The first graphic novel of its kind, Witchbody is a meandering synthesis of autoethnography, magic theory, and philosophical speculation. It is full of wonder at what it can mean to learn and teach and change and grow in this world which belongs to all of us: you, me, plants, trees, coffee cups and garbage bins. What can it mean to be a witch today, in the city?

2016 Doug Wright Spotlight Award Nominee

2016 LGBT Youthline Outstanding Achievements in
Post-Secondary Academic Environment Award

I made this work as – more or less – my Masters thesis in Environmental Studies and Sustainability Education. It seemed pointless to write a stuffy paper that perhaps only three or four people would ever read. I wanted to make something that was an exhale containing my soul, and so I decided to make a comic book about magic. Magic is my lifeblood, it is my lens, it is how I feel and interact with others. It is all of those things, and more. This book is an illustrated essay about how techniques of magic can re-orient the practitioner to see non-human bodies and relationships in different ways.

Part activist, part academic, part rant, part poetry, part magic: all illustrated.

» **Work required**
Answer these questions using the Witchbody description:
1. What 2016 award was Witchbody nominated for?
2. In what field was the Masters thesis that this work more or less served as?
3. What subject did the writer decide to make a comic book about?
The listing that comes next has no connection to the Witchbody description.

» **Dataset content**

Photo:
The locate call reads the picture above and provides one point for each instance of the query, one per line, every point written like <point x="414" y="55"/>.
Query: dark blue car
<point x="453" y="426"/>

» **Task result**
1. The Doug Wright Spotlight Award.
2. Environmental Studies and Sustainability Education.
3. Magic.